Scan the entries for the word "woman". Every line that has it should be copied.

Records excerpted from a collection

++++++++

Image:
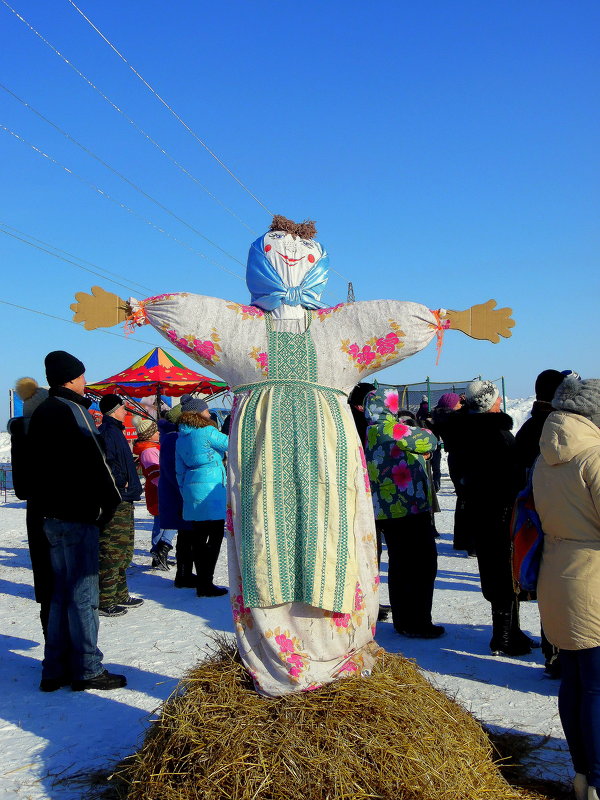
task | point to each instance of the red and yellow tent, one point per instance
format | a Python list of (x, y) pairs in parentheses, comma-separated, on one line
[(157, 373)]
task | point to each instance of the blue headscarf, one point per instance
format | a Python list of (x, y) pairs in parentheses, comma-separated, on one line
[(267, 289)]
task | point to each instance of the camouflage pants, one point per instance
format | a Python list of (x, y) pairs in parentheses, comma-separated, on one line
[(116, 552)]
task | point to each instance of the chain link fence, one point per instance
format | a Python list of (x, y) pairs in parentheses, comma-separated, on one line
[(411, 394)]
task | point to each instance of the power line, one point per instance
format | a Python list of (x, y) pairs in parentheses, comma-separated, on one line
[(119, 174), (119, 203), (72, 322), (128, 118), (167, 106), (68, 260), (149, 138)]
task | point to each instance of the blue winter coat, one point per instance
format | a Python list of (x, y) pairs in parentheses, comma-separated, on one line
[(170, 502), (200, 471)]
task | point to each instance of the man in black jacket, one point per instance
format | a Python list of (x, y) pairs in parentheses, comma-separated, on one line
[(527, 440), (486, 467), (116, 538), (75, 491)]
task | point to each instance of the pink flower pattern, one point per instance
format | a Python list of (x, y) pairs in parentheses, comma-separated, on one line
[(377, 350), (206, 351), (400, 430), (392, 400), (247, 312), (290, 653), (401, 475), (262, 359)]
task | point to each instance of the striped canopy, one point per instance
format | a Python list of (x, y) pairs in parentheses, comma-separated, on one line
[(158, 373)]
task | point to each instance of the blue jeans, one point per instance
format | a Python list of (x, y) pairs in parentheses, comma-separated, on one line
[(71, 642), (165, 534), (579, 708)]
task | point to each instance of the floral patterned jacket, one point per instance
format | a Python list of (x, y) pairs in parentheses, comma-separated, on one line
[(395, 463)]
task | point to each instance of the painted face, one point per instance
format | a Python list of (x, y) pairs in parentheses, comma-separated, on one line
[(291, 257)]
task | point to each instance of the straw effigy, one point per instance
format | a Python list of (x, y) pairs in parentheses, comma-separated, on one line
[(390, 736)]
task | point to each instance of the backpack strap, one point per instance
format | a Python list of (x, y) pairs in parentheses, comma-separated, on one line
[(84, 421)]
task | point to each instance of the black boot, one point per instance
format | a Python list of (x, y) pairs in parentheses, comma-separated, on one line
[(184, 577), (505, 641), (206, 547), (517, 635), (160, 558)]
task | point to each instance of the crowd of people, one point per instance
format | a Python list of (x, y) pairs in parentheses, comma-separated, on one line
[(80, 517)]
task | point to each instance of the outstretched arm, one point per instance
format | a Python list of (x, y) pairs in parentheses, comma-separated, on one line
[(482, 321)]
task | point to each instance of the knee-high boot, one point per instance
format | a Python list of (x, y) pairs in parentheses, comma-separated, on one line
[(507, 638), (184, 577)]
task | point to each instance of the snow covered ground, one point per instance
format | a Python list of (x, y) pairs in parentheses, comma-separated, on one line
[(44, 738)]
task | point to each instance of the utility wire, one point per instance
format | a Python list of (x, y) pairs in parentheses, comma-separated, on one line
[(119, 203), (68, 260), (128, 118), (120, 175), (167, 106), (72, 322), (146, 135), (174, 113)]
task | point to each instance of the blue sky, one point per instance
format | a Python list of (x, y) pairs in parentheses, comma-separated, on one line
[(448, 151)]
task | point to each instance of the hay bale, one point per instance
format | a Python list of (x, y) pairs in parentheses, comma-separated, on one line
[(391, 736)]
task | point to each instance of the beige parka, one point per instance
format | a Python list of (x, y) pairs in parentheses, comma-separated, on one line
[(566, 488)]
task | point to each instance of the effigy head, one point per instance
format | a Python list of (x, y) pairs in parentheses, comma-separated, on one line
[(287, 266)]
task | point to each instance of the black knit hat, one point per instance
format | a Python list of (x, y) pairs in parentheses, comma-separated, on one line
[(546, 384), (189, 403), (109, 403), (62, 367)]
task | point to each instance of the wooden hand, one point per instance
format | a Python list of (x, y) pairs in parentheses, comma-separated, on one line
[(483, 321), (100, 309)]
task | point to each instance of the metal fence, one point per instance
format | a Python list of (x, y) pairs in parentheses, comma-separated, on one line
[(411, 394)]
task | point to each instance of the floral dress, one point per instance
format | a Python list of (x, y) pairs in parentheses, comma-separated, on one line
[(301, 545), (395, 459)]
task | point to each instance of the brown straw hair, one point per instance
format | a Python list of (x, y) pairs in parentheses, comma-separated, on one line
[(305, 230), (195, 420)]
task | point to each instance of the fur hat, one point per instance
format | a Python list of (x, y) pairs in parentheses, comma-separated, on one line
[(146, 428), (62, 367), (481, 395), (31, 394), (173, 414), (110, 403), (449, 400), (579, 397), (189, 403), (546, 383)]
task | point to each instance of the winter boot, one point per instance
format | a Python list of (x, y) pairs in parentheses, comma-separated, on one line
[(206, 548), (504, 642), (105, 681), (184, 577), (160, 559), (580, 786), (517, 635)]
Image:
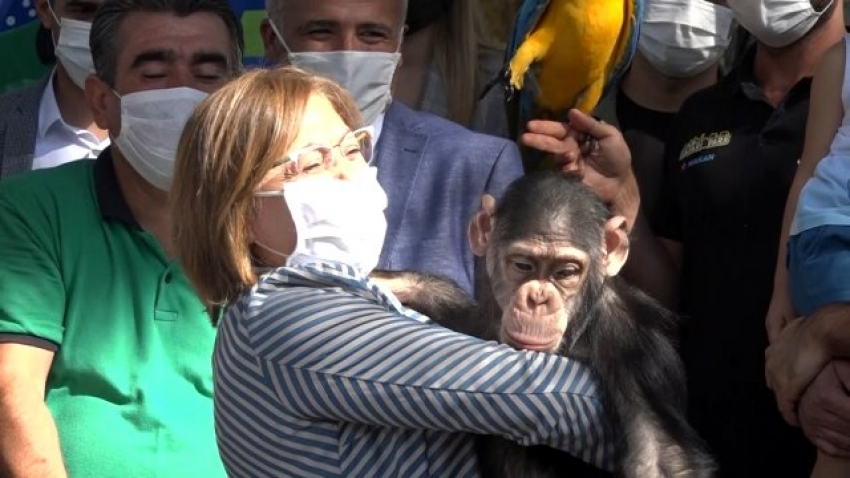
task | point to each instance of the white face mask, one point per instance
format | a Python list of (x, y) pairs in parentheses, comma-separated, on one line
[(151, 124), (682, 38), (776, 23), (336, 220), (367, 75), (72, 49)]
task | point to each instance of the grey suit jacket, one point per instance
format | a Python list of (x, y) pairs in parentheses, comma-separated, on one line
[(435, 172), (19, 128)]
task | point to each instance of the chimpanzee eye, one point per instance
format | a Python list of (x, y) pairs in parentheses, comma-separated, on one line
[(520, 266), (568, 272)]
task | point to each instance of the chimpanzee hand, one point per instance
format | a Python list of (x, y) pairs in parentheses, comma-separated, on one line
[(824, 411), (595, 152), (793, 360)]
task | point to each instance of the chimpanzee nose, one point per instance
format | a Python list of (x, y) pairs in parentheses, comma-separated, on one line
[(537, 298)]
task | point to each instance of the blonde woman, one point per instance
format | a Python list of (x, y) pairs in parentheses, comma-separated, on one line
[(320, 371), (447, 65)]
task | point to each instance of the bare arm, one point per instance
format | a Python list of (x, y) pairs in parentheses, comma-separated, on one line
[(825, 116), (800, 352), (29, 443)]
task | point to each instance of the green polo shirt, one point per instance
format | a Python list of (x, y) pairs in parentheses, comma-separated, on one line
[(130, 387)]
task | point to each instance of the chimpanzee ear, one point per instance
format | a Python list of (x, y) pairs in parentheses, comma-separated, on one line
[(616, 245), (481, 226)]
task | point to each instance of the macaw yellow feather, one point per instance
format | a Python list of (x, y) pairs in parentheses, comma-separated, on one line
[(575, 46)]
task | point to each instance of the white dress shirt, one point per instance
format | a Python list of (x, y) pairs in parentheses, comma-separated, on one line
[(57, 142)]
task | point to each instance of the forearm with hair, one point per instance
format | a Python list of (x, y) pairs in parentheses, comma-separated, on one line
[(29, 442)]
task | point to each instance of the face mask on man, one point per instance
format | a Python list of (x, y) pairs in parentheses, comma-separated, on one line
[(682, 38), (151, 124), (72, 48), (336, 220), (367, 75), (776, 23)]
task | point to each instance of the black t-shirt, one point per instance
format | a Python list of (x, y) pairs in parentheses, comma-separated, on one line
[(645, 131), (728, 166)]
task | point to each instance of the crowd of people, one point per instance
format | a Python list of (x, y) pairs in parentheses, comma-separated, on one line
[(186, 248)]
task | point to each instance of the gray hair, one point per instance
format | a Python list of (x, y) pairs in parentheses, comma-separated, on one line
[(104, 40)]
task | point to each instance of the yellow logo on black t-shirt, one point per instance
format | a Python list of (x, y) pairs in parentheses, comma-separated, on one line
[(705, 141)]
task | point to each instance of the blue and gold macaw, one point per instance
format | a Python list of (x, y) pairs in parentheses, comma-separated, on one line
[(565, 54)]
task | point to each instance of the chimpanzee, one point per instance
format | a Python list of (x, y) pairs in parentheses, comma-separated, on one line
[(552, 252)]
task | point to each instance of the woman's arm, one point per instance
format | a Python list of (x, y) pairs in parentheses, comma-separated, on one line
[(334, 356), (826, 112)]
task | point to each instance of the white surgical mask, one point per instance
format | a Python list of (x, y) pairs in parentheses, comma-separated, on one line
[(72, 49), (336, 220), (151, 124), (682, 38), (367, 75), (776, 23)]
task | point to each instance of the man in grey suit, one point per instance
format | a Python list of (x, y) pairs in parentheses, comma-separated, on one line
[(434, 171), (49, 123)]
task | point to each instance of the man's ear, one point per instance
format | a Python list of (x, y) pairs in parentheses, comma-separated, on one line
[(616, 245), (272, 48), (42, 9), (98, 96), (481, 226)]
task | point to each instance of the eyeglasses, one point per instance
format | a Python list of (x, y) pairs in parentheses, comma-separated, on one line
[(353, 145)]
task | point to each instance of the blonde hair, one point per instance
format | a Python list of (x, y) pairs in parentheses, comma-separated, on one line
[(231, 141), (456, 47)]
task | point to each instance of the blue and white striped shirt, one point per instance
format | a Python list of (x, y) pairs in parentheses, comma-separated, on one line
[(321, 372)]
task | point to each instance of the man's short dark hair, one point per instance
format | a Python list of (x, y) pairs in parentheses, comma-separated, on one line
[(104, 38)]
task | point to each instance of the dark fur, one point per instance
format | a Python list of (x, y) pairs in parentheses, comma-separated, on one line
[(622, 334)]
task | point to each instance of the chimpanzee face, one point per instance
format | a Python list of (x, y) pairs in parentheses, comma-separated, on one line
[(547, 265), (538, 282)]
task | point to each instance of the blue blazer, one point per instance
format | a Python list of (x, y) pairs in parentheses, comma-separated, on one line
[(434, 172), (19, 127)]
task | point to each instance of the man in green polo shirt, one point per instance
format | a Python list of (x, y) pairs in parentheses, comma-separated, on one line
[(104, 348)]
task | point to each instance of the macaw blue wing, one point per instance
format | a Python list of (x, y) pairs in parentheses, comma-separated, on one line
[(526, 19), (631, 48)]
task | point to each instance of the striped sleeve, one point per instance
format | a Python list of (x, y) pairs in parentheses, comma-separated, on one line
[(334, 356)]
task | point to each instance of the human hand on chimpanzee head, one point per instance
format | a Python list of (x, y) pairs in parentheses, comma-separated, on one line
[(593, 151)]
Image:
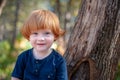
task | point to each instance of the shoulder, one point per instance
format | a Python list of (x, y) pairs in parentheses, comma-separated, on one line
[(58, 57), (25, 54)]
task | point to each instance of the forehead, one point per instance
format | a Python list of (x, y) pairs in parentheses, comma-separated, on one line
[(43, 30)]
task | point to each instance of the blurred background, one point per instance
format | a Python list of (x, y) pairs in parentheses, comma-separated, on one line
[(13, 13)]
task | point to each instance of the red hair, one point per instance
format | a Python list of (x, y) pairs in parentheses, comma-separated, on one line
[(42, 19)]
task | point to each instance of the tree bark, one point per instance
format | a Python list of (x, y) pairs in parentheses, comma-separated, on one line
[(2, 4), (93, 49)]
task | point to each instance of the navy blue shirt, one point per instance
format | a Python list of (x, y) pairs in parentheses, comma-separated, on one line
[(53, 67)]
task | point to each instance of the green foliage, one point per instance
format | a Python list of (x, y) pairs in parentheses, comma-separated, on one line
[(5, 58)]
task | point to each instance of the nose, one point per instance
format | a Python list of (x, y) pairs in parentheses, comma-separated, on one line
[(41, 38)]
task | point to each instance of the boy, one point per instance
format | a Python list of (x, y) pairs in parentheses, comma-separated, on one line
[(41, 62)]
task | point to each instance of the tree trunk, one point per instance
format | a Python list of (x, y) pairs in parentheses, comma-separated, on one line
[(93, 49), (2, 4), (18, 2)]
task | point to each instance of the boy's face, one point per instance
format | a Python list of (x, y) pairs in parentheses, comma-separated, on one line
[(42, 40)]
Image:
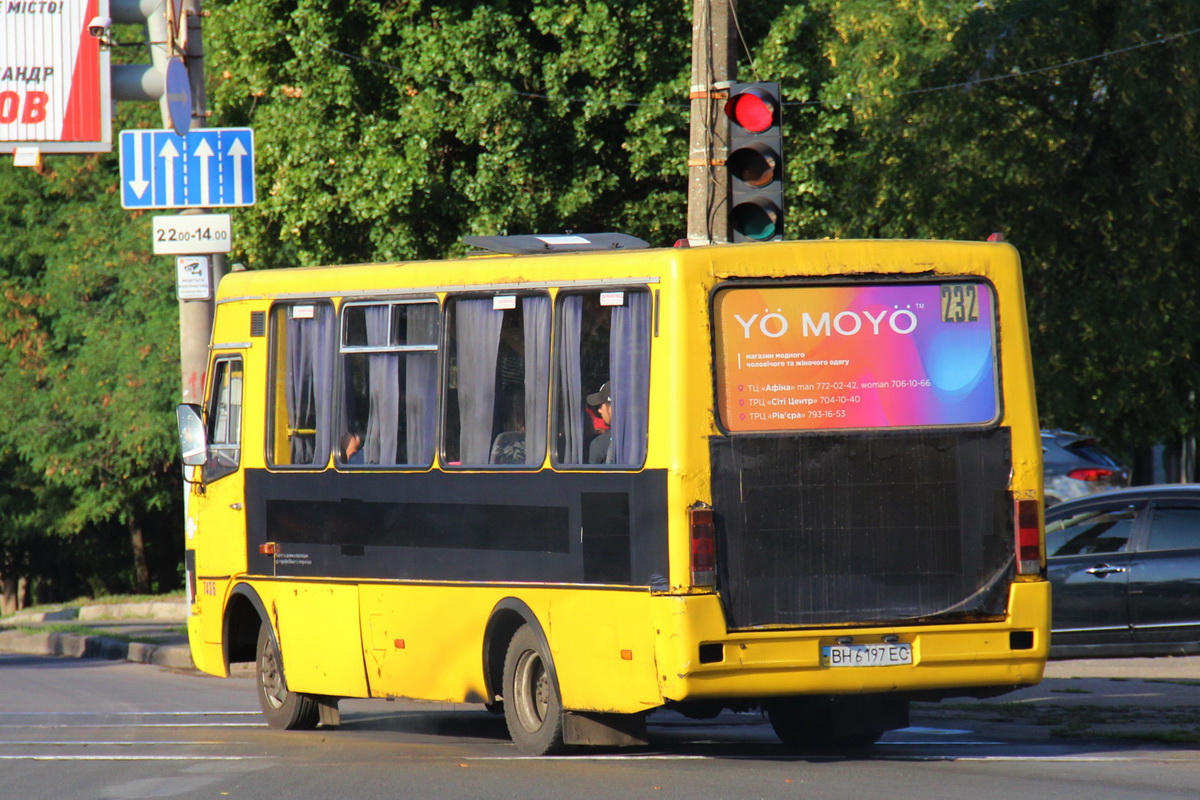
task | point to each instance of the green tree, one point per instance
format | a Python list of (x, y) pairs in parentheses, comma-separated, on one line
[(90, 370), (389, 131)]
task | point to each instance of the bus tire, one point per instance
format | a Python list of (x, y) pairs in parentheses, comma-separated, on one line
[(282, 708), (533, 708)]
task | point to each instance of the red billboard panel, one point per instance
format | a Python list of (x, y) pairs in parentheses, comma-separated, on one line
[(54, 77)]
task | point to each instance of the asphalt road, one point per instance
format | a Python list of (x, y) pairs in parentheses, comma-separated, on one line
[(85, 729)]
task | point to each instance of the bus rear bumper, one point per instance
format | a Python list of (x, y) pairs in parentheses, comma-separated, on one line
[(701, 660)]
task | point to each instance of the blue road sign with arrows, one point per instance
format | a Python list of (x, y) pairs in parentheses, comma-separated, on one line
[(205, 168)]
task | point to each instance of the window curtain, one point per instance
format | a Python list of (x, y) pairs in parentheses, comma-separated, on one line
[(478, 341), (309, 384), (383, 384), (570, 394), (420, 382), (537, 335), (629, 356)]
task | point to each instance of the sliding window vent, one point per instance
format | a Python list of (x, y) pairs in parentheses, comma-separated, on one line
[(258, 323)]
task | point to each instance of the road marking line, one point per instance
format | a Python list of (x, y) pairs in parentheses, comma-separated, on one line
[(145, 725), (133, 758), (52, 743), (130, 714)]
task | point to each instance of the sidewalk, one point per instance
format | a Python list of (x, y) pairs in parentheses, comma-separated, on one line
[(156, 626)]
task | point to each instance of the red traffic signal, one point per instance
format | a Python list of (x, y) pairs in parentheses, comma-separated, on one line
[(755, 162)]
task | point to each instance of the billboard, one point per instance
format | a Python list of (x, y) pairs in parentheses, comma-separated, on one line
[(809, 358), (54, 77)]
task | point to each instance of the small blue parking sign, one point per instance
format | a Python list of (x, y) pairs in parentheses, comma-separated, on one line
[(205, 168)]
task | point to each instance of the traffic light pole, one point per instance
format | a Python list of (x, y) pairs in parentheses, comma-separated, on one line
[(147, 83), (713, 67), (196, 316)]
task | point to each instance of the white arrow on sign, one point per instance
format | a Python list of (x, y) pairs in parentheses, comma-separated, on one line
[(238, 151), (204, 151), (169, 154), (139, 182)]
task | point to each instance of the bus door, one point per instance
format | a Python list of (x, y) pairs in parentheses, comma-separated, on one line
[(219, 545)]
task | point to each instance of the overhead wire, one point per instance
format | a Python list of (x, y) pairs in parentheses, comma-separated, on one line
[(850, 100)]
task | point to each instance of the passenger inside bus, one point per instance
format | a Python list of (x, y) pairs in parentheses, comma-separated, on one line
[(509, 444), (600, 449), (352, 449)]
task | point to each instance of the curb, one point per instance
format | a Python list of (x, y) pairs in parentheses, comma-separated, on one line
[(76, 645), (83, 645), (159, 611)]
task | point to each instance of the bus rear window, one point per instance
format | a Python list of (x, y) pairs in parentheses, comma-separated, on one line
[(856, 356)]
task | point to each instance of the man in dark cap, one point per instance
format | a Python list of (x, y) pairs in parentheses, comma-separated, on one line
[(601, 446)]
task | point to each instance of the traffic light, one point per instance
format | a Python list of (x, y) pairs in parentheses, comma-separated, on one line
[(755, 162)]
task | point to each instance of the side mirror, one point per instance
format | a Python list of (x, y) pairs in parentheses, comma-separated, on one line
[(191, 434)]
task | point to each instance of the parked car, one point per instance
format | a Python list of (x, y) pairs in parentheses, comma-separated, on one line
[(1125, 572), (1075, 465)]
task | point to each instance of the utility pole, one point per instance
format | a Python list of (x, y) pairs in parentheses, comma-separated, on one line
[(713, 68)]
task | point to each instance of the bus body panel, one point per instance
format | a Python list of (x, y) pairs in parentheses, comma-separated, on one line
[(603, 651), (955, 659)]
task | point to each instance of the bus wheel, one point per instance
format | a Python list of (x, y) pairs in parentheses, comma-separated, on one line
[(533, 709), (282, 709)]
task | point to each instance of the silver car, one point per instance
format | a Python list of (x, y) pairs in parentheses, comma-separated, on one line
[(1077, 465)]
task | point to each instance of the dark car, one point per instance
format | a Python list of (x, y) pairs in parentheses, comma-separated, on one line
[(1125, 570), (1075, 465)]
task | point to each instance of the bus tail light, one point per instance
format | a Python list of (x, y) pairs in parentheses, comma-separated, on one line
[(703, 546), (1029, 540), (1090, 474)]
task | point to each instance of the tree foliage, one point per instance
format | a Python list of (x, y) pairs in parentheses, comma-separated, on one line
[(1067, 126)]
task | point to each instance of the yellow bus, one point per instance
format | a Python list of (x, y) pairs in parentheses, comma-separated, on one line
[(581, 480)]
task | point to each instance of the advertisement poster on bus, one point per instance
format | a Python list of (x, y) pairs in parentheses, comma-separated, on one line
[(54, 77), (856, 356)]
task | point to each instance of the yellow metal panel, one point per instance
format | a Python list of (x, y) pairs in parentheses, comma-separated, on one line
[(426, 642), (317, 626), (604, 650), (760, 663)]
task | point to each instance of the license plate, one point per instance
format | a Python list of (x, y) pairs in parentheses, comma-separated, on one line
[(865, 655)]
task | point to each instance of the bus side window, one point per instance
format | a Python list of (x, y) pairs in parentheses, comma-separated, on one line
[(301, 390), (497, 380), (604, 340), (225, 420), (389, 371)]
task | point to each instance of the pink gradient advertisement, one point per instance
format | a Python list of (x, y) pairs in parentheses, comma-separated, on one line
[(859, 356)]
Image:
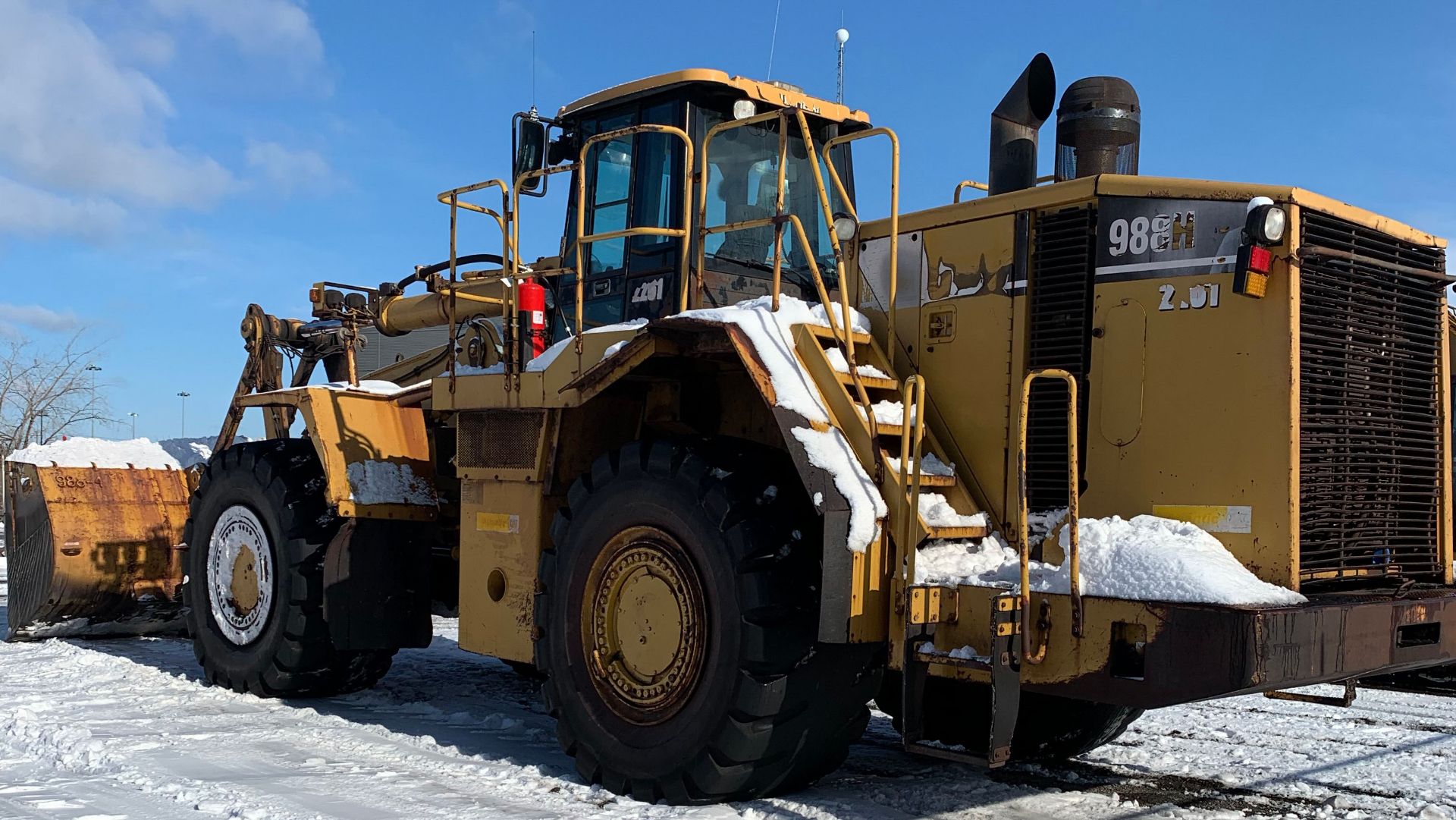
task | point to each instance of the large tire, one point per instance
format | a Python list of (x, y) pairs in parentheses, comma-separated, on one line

++++++++

*EXERCISE OUTPUT*:
task | point to each instance of the blonde woman, one point per instance
task | point to each instance of the woman's arm, one point per instance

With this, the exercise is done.